## PROBLEM
Transcribe the full listing with no word altered.

>>>

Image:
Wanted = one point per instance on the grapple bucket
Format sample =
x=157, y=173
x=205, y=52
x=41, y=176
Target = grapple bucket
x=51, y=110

<<<

## ANSWER SPACE
Image:
Wanted = one point per instance on the grapple bucket
Format sample =
x=157, y=173
x=205, y=52
x=41, y=176
Target = grapple bucket
x=51, y=110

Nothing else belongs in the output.